Problem: Copy the data below word for word, leaving out the pictures.

Records for this exercise:

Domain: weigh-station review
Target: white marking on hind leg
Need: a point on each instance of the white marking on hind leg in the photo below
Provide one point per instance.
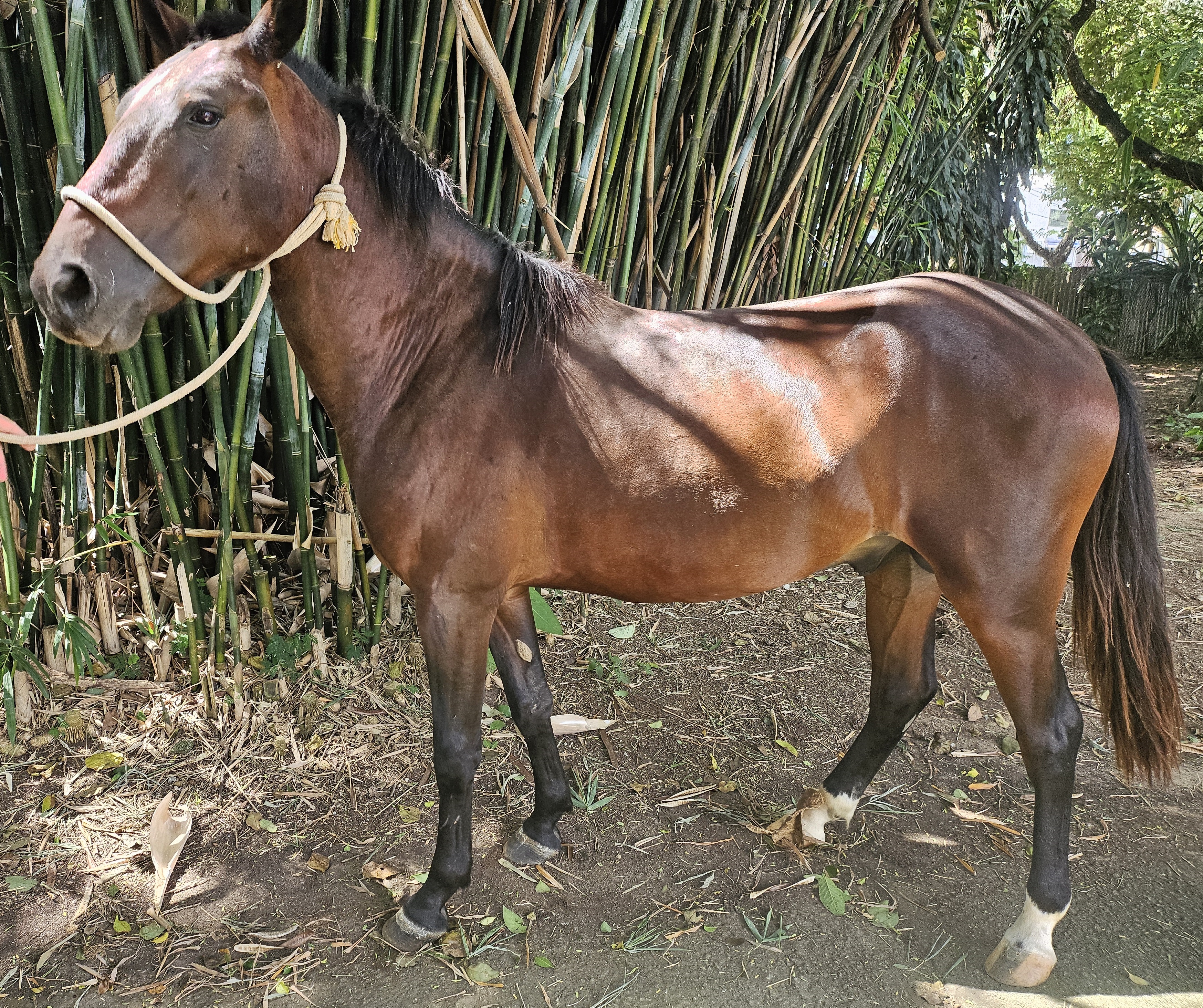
(1025, 958)
(820, 808)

Answer to this task:
Domain: weigh-station review
Target: white marking on hind leg
Need: a point on each instance of the white marking on hind leg in the photo below
Provide one point per instance.
(1025, 958)
(820, 808)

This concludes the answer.